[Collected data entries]
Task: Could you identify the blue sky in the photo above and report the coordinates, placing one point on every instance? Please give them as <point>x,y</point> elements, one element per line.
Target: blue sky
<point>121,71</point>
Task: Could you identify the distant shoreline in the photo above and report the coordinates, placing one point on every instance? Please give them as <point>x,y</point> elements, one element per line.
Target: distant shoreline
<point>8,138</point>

**TO BE DONE**
Rewrite the rows from the line containing "Task: Could you identify the distant" through the last row, requests included. Multiply each point coordinate in the answers by 2 and round to whole numbers, with halves rounding up.

**THE OUTPUT**
Task: Could you identify the distant shoreline in the photo above and report the coordinates, placing one point on every instance? Please give them as <point>x,y</point> elements, one element per line.
Target: distant shoreline
<point>16,276</point>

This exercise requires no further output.